=== MATERIAL SUPPLIED ===

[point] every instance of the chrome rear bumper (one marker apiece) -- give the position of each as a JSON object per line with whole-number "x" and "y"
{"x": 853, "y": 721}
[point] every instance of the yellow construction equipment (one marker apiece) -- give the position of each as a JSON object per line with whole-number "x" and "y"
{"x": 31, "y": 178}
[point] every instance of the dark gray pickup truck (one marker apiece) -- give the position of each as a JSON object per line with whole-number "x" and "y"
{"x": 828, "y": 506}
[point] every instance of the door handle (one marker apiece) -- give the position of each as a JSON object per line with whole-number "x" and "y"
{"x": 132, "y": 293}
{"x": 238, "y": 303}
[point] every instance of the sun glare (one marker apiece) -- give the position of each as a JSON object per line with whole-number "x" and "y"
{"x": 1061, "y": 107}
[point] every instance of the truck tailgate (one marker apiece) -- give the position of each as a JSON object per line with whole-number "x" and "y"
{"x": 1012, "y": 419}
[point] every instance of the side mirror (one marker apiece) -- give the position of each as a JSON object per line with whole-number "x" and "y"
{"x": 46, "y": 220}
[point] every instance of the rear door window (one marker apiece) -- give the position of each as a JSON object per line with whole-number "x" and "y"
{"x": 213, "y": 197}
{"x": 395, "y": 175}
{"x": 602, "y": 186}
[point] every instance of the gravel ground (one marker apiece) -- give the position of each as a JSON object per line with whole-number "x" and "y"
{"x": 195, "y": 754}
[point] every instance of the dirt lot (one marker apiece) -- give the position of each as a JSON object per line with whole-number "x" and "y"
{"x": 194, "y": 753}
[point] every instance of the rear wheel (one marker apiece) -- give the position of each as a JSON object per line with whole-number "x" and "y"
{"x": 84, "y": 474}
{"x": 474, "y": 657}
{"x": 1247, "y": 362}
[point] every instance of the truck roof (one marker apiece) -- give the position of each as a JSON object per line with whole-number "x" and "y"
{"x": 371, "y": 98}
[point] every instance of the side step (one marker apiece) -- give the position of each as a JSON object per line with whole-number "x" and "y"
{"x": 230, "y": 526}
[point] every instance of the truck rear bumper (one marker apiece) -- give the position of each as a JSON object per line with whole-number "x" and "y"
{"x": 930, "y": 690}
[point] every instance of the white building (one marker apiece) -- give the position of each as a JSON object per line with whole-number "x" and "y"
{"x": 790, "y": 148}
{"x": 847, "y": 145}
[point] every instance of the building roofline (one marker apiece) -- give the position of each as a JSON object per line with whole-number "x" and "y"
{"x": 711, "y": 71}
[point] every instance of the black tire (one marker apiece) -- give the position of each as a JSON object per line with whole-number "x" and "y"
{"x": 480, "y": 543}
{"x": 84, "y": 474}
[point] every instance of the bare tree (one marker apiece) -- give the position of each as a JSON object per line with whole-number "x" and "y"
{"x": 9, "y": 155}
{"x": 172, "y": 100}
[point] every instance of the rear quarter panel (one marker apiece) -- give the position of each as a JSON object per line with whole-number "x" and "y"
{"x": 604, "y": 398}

===

▶ [DIRECTION]:
Reproduce the material exactly, with every line intact.

▶ [ANSWER FOR THIS EXERCISE]:
[point] every instance of the chrome rear bumper (one marker apiece) -- give the position of each as a JSON object per line with whole-number "x" and "y"
{"x": 853, "y": 721}
[point] every instance of the yellow construction equipment (one marker apiece) -- give the position of each as a JSON object per line with whole-number "x" and "y"
{"x": 31, "y": 178}
[point] every instance of the dark gray pickup truck (one marker apiece) -- give the position of each as a JSON object per line with whole-number "x" and "y"
{"x": 828, "y": 506}
[point] every instance of the door handle (one marker apiece) -- give the position of each as a JSON object per line with whole-number "x" and "y"
{"x": 132, "y": 293}
{"x": 238, "y": 303}
[point] every instance of the sun glare (one marker apiece) -- give the position of each as a JSON object per line with whole-number "x" and "y"
{"x": 1061, "y": 107}
[point] every instance of the truck tailgate (one marker apiece) -- give the position of each as a JSON object per line with whole-number "x" and "y"
{"x": 1012, "y": 419}
[point] every instance of the side mirror (one marker apiece) -- give the position of each as a JSON object per line with whole-number "x" and "y"
{"x": 46, "y": 220}
[point] every instance of the rear door window (one marker apiece) -- give the position of each as a JSON object per line with whole-number "x" and "y"
{"x": 213, "y": 197}
{"x": 395, "y": 175}
{"x": 602, "y": 186}
[point] every instance of the gravel ground (one marker apiece) -- give the position of each as a JSON object per line with whole-number "x" and "y"
{"x": 195, "y": 754}
[point] every instance of the dirt lot (one marker apiece) -- give the position of each as a JSON object per line with whole-number "x" and "y"
{"x": 194, "y": 753}
[point] every instance of the rear wheel (one marker apiece) -- give the position of each as a JSON object per line with whole-number "x" and "y"
{"x": 84, "y": 474}
{"x": 474, "y": 657}
{"x": 1247, "y": 362}
[point] every instance of the truck roof (one marker apiece) -- give the position of each as a JSON object per line with whole-number "x" and "y"
{"x": 371, "y": 98}
[point] every instance of the side step (one marker apiece) -- give the position of each as a JSON object per line with whole-number "x" and "y"
{"x": 230, "y": 526}
[point] every instance of the truck rear bumper (one marker apiece) -- give the position of each as a JSON object per line with whole-number "x" and "y"
{"x": 930, "y": 690}
[point] every instance of the white building (one marker apiece) -- give the position of each as a JSON object per line with whole-number "x" and "y"
{"x": 790, "y": 148}
{"x": 847, "y": 145}
[point] every instance of the building roofline (one marker apiece) -- give the position of each as a JSON object per line with whole-number "x" and "y"
{"x": 711, "y": 71}
[point] every instance of the black tire (one marker apiece) -- give the position of each as a JSON object per line with whole-number "x" and "y"
{"x": 480, "y": 543}
{"x": 84, "y": 474}
[point] every instance of the bare tree (one marker apiece) -- give the position of each as a JSON object per line with whole-number "x" and "y"
{"x": 9, "y": 155}
{"x": 172, "y": 100}
[point] every instance of the rear quarter panel (one marker apiece) -- give the position of each as a JSON object per line with whole-number "x" and "y"
{"x": 604, "y": 398}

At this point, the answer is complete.